**DOCUMENT SEGMENT:**
%%
After a series of homosexual scandals involving British civil servants in Hong Kong in the late 70s and early 80s, the colonial administration was sufficiently embarrassed to attempt to bring Hong Kong law relating to homosexuality into line with that of Britain. However, government plans to decriminalize homosexuality met with fierce resistance from some sectors of Hong Kong's Chinese population who saw it as an attempt to impose 'decadent' western values on a 'traditional' Chinese society. The fact that the law against homosexuality was itself a colonial imposition which had no parallel in the legal codes of either the People's Republic or Republican China went unmentioned. Instead, conservative Chinese groups organized and conducted a media battle against the proposed changes, asserting that 'Church leaders, educators and social workers [are] unanimous in attacking legalised homosexual activities as "deviant behaviour".'[2] Since homosexual acts were illegal at the time, few homosexual men could be found to speak out publicly in favour of legal reform and those who did had either already been arrested for engaging in homosexual acts or were represented anonymously as 'Mr. X,' further reinforcing the media stereotyping of homosexuals as nefarious criminals. Consequently, the media tended to over-report the views of the anti-reform camp in eye-catching headlines such as 'Riot if Gay Laws Passed',[3] 'HK will become a Gays' World' [4], 'Women will be Sufferers from Changes in Gay Law',[5] and 'Doctor Urges Help for Gays'.[6] The result was that in 1985, as the South China Morning Post put it '"Too Hot" Sex Laws Shelved'.[7] It was not until 1991, two years after the Tienanmen Square massacre, when growing concern over human rights issues as Hong Kong approached the handover to China in 1997, as well as the need to monitor the spread of HIV infection, created an environment among the Chinese community in Hong Kong in which the colonial administration could finally bring the laws relating to homosexuality in line with those in Britain.
%%
**DATASET:**
%%
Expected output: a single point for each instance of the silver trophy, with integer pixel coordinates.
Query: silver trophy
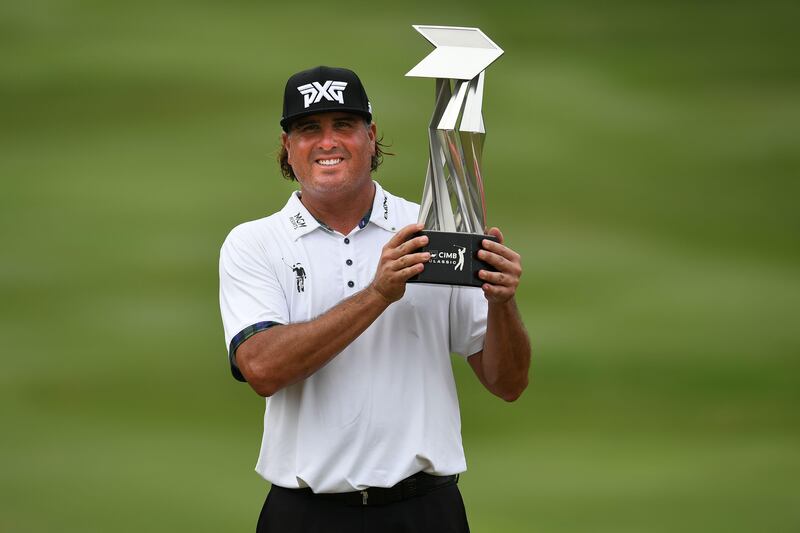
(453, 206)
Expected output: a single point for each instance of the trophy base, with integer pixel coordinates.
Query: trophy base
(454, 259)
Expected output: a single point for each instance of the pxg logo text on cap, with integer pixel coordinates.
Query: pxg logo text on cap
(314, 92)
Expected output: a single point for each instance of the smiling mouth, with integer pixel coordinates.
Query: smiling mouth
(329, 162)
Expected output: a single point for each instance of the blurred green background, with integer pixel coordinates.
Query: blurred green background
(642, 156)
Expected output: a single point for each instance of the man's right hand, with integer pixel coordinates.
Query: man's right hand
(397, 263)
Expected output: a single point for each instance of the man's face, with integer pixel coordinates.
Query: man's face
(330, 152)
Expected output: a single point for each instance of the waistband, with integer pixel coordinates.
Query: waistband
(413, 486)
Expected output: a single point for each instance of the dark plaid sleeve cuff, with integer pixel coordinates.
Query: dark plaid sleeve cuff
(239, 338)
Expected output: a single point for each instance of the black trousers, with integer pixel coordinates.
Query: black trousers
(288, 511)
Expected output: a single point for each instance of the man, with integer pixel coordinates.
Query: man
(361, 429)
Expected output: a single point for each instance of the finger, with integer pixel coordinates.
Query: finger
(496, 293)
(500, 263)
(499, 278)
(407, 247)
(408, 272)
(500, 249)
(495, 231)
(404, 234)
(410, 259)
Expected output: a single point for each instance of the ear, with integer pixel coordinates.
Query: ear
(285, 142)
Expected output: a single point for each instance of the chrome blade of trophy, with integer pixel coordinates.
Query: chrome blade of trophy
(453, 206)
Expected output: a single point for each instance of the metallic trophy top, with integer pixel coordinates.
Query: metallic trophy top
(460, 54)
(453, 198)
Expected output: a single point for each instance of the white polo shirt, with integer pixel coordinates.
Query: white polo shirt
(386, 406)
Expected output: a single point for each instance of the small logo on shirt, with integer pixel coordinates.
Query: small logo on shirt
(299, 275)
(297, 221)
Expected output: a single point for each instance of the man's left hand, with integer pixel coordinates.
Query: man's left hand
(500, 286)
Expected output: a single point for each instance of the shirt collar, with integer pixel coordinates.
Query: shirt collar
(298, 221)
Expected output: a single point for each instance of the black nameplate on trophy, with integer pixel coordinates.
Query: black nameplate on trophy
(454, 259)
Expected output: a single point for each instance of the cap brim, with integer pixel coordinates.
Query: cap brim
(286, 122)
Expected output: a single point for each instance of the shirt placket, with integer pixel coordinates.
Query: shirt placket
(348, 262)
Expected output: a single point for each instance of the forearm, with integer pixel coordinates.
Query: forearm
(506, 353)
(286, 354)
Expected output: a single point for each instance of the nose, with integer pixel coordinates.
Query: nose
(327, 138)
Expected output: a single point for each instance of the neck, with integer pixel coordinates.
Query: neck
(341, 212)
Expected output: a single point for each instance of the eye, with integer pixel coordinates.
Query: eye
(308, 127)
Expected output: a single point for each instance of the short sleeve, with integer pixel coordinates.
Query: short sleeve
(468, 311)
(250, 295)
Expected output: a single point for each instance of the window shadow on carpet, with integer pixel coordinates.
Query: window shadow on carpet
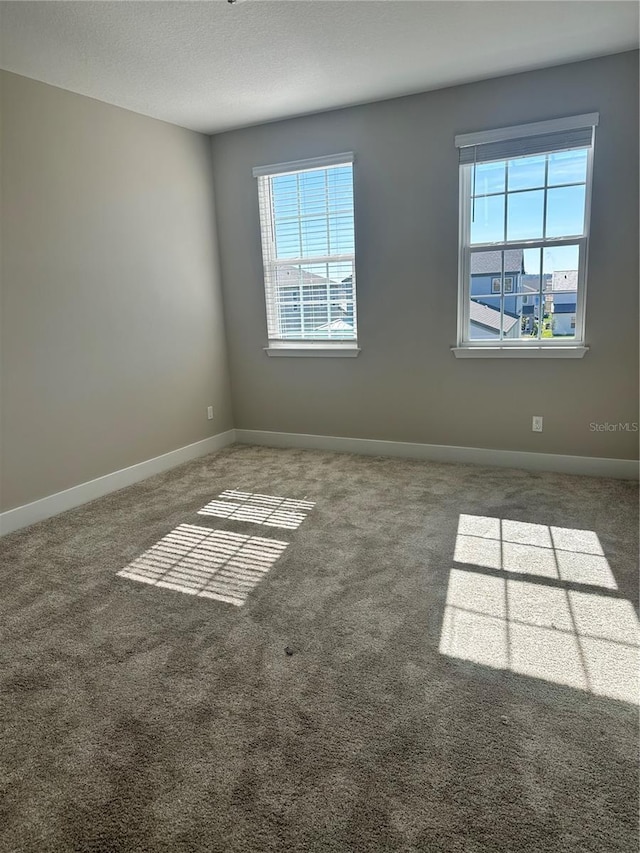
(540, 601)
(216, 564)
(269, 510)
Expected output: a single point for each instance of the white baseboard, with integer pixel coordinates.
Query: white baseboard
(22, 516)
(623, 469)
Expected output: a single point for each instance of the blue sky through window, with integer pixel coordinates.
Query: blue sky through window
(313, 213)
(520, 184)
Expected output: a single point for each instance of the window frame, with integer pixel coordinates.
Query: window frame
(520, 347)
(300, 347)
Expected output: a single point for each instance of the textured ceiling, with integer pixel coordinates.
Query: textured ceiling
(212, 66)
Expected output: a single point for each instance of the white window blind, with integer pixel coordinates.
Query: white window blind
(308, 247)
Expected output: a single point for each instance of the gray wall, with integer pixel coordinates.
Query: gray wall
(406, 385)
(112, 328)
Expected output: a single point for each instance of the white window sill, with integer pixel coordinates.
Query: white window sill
%%
**WORK REQUEST:** In the passage on Hong Kong's homosexuality laws, translate this sentence into Spanish: "The fact that the law against homosexuality was itself a colonial imposition which had no parallel in the legal codes of either the People's Republic or Republican China went unmentioned."

**TASK SOLUTION:** No se mencionó el hecho de que la ley contra la homosexualidad fuera en sí misma una imposición colonial que no tenía paralelo en los códigos legales ni de la República Popular ni de la China republicana.